_Materials provided_
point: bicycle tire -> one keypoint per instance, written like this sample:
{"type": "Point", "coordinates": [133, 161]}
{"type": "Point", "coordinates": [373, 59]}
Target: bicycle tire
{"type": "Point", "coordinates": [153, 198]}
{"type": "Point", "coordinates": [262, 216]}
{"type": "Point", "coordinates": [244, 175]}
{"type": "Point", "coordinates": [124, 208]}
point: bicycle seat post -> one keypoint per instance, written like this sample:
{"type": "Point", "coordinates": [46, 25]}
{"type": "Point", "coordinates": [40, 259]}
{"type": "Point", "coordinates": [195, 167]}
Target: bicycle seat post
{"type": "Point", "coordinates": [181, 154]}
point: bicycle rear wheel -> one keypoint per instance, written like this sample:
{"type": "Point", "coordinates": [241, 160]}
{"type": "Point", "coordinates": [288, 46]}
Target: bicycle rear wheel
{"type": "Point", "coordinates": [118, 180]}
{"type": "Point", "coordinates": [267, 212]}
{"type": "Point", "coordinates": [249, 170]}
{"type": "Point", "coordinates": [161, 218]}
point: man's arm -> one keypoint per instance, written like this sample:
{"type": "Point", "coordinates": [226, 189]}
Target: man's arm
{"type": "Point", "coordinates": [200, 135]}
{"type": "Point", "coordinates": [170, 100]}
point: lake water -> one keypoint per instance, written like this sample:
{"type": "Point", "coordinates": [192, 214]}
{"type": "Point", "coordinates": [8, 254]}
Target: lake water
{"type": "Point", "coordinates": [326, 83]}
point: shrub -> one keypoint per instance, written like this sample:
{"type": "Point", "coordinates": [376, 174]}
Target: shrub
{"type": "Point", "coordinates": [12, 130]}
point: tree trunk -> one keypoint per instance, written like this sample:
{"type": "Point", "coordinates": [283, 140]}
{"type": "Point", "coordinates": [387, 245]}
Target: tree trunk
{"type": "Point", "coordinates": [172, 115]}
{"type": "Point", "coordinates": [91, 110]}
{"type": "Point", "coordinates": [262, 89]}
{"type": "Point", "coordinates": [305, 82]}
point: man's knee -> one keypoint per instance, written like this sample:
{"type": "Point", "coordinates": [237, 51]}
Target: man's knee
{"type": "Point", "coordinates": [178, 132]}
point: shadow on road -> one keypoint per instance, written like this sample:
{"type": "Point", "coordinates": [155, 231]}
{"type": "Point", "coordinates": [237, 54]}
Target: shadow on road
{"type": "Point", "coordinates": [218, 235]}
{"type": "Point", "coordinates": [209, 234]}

_Work order_
Reproduce the whole of the material exactly as shown.

_Result for this exercise_
point: bicycle tire -> one keypoint per instance, written like this sample:
{"type": "Point", "coordinates": [133, 161]}
{"type": "Point", "coordinates": [373, 59]}
Target: bicycle tire
{"type": "Point", "coordinates": [153, 198]}
{"type": "Point", "coordinates": [262, 216]}
{"type": "Point", "coordinates": [244, 175]}
{"type": "Point", "coordinates": [124, 208]}
point: bicycle seat post -> one keypoint per instance, written like this sample:
{"type": "Point", "coordinates": [46, 25]}
{"type": "Point", "coordinates": [40, 259]}
{"type": "Point", "coordinates": [195, 167]}
Target: bicycle seat post
{"type": "Point", "coordinates": [181, 154]}
point: bicycle rear wheel -> one keypoint per instance, written like this sample:
{"type": "Point", "coordinates": [241, 160]}
{"type": "Point", "coordinates": [288, 46]}
Target: bicycle rear wheel
{"type": "Point", "coordinates": [118, 180]}
{"type": "Point", "coordinates": [267, 212]}
{"type": "Point", "coordinates": [249, 170]}
{"type": "Point", "coordinates": [161, 218]}
point: man's arm -> one keypoint per instance, written like this sample:
{"type": "Point", "coordinates": [226, 189]}
Target: man's arm
{"type": "Point", "coordinates": [200, 135]}
{"type": "Point", "coordinates": [170, 100]}
point: lake water -> one keypoint per instance, written like this sample:
{"type": "Point", "coordinates": [192, 214]}
{"type": "Point", "coordinates": [8, 254]}
Target: lake water
{"type": "Point", "coordinates": [326, 83]}
point: shrub -> one keypoint per instance, written like this sample:
{"type": "Point", "coordinates": [376, 174]}
Target: shrub
{"type": "Point", "coordinates": [12, 130]}
point: tree trunk -> one keypoint per instance, written like this sample:
{"type": "Point", "coordinates": [283, 140]}
{"type": "Point", "coordinates": [387, 245]}
Target: tree trunk
{"type": "Point", "coordinates": [172, 115]}
{"type": "Point", "coordinates": [91, 110]}
{"type": "Point", "coordinates": [262, 89]}
{"type": "Point", "coordinates": [305, 82]}
point: man's knee -> one keypoint per instance, written like this sample:
{"type": "Point", "coordinates": [237, 51]}
Target: man's knee
{"type": "Point", "coordinates": [178, 132]}
point: shadow on road -> one keypoint per instance, written like this sample:
{"type": "Point", "coordinates": [155, 231]}
{"type": "Point", "coordinates": [237, 54]}
Target: shadow on road
{"type": "Point", "coordinates": [218, 235]}
{"type": "Point", "coordinates": [209, 234]}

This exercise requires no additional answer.